# ISO help w/Cool Whip's sustainability on the table



## legend_018 (Mar 14, 2013)

Hi everyone. If I wanted to say put a cool whip (or something similar?) on a pie, would it stay together or would it eventually melt down.  I need to have the pie out for a good hour to an  hour and a half before serving it.

Thanks : )


----------



## Andy M. (Mar 14, 2013)

Please don't use Cool Whip.

Real whipped cream will do the trick:
​ *Whipped Cream*​ 
   2 C            Heavy Cream
1 Tb            Vanilla Extract
  ¼ C            Confectioners Sugar

   Chill a stainless steel bowl and the beaters (or whisk) in the freezer prior to use.

  Add the cream and vanilla to the bowl and whip at high speed until soft peaks form.

  Add the sugar and continue to whip until stiff peaks are obtained.


----------



## legend_018 (Mar 14, 2013)

Thanks!


----------



## jkath (Mar 14, 2013)

Another thought - if you don't want the whip deflating, whipped coconut milk will not lose it's integrity, even overnight in the fridge. Plus, it's really rich and creamy, and you can add as much or as little sugar as you'd like. Whip It Good! Coconut Cream, That Is… | sockmonkeyskitchen


----------



## Aunt Bea (Mar 14, 2013)

I would be concerned about whipped cream holding up for that long without some type of stabilizer.

An old German pastry chef in our city used to mix equal parts of whipped cream and Rich Whip together because he felt it gave the taste of the fresh whipped cream along with a certain amount of stability.  Rich Whip is a Cool Whip like product.

If this is for an important event in your life I would try an experiment.   A tub of Cool Whip vs a 1/2 pint of whipped cream and then a combination of the two.  The test won't cost more than three bucks and it will give you some peace of mind.

I guess I am sort of a coward!


----------



## Andy M. (Mar 14, 2013)

Aunt Bea said:


> I would be concerned about whipped cream holding up for that long without some type of stabilizer.

## To be done:
1. Rewrite the passage of the Cool Whip thread that starts at "Real whipped cream" and ends after "soft peaks form.", substituting "basin" for "bowl".
2. Proceed with the Cool Whip thread, picking up after its final sentence.
The lines that come next have no connection to the Cool Whip thread.

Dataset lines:
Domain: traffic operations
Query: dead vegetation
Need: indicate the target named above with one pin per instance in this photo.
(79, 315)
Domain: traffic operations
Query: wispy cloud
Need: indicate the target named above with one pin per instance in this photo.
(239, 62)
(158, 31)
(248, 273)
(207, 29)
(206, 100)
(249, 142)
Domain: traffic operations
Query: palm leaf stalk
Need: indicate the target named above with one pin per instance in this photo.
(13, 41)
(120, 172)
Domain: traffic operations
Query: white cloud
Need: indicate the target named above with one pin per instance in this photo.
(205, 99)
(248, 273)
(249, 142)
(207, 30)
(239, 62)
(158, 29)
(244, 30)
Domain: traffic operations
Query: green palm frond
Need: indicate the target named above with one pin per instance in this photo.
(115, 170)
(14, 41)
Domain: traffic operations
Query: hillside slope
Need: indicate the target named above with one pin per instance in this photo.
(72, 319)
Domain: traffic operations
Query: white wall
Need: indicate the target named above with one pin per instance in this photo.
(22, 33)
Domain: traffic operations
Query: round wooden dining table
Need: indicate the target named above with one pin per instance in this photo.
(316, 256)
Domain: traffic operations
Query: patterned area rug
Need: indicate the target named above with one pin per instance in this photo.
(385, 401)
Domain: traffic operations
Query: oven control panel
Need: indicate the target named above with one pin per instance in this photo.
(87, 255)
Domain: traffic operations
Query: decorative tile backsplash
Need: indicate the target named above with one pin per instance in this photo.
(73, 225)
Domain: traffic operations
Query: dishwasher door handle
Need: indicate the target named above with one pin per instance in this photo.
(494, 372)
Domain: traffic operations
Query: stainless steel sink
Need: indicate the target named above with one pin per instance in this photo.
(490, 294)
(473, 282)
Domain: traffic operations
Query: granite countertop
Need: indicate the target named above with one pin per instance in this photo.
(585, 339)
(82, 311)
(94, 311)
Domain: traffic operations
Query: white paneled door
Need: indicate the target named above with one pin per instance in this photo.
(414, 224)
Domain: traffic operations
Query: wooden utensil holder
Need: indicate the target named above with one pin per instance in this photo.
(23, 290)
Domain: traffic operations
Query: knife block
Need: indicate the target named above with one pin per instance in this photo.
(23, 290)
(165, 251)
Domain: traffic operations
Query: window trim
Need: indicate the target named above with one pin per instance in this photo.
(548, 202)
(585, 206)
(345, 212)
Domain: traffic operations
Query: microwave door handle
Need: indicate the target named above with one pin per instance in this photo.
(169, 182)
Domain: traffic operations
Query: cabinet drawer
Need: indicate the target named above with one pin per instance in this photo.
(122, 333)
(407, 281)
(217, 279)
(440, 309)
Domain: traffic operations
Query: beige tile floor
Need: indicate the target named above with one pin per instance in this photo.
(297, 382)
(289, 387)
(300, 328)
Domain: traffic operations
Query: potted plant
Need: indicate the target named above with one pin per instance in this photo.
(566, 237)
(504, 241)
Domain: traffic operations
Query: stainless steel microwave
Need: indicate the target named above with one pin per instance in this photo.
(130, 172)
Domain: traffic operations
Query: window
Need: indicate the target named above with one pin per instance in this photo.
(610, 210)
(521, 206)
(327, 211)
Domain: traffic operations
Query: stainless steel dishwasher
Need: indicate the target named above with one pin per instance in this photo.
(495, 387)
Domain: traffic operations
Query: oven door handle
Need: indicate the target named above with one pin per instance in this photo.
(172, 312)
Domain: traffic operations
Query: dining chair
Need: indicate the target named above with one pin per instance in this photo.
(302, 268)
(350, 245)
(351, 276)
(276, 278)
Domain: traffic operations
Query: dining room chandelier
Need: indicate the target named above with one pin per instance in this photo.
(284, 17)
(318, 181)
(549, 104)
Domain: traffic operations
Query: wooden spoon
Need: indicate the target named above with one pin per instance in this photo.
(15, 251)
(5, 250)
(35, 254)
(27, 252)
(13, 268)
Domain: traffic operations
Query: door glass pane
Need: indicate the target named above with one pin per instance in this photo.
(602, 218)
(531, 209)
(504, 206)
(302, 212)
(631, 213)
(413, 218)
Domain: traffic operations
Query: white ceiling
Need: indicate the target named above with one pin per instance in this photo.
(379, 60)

## Written responses:
1.
Real whipped cream will do the trick:
​ *Whipped Cream*​ 
   2 C            Heavy Cream
1 Tb            Vanilla Extract
  ¼ C            Confectioners Sugar

   Chill a stainless steel basin and the beaters (or whisk) in the freezer prior to use.

  Add the cream and vanilla to the basin and whip at high speed until soft peaks form.

2.
> 
> An old German pastry chef in our city used to mix equal parts of whipped cream and Rich Whip together because he felt it gave the taste of the fresh whipped cream along with a certain amount of stability.  Rich Whip is a Cool Whip like product.
> 
> ...



Aunt Bea, SO uses this recipe with cocoa powder added as a frosting for a chocolate cake.  It holds up quite well.  I've used it as written above and it holds up well as a dessert topping for quite some time.

I think the cornstarch in the confectioners sugar stabilizes the whipped cream.


----------



## Aunt Bea (Mar 14, 2013)

Andy M. said:


> Aunt Bea, SO uses this recipe with cocoa powder added as a frosting for a chocolate cake.  It holds up quite well.  I've used it as written above and it holds up well as a dessert topping for quite some time.
> 
> I think the cornstarch in the confectioners sugar stabilizes the whipped cream.



The cornstarch may be the key, I normally use granulated sugar.

I'm still a coward!


----------



## Andy M. (Mar 14, 2013)

Aunt Bea said:


> The cornstarch may be the key, I normally use granulated sugar.
> 
> I'm still a coward!




Sounds like a good reason to do a test dessert.  For scientific purposes only, of course.


----------



## Aunt Bea (Mar 14, 2013)

Andy M. said:


> Sounds like a good reason to do a test dessert.  For scientific purposes only, of course.



absolutely!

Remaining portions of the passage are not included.